== PROMPT ==
From the entries that follow, work out how many lines contain "above". Write the number only.

== DATA LISTING ==
•••••
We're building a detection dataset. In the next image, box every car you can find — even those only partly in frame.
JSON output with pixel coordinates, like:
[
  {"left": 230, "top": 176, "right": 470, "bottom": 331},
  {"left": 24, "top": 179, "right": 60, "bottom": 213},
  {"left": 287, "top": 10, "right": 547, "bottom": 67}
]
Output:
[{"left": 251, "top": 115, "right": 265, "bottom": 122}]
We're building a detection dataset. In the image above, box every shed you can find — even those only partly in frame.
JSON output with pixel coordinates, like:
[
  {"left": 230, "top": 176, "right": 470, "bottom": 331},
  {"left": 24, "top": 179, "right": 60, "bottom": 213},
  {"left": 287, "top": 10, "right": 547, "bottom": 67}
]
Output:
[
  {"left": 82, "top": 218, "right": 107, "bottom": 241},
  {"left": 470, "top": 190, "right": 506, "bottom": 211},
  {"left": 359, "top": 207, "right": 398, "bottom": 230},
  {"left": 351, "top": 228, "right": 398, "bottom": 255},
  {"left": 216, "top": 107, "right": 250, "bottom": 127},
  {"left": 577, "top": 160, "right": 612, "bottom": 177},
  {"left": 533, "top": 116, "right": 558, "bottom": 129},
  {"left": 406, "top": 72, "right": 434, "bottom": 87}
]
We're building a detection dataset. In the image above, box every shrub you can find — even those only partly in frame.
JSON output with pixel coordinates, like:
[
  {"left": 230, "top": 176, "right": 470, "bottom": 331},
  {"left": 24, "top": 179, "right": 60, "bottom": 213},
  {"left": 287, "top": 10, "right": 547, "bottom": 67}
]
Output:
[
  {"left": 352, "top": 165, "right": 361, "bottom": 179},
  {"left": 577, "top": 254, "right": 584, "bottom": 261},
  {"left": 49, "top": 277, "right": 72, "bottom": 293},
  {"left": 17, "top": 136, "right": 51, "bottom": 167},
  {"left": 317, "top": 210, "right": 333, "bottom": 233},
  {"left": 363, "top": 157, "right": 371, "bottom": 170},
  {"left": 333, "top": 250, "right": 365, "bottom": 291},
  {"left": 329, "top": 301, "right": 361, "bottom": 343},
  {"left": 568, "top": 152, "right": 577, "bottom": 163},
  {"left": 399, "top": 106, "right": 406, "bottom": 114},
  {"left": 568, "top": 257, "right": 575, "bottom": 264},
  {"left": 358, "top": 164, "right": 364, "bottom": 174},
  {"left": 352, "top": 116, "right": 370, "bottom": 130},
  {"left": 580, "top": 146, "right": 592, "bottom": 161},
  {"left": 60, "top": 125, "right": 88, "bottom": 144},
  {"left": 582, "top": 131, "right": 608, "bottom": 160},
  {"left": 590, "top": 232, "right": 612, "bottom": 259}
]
•••••
== RESULT OF THE TASK ==
2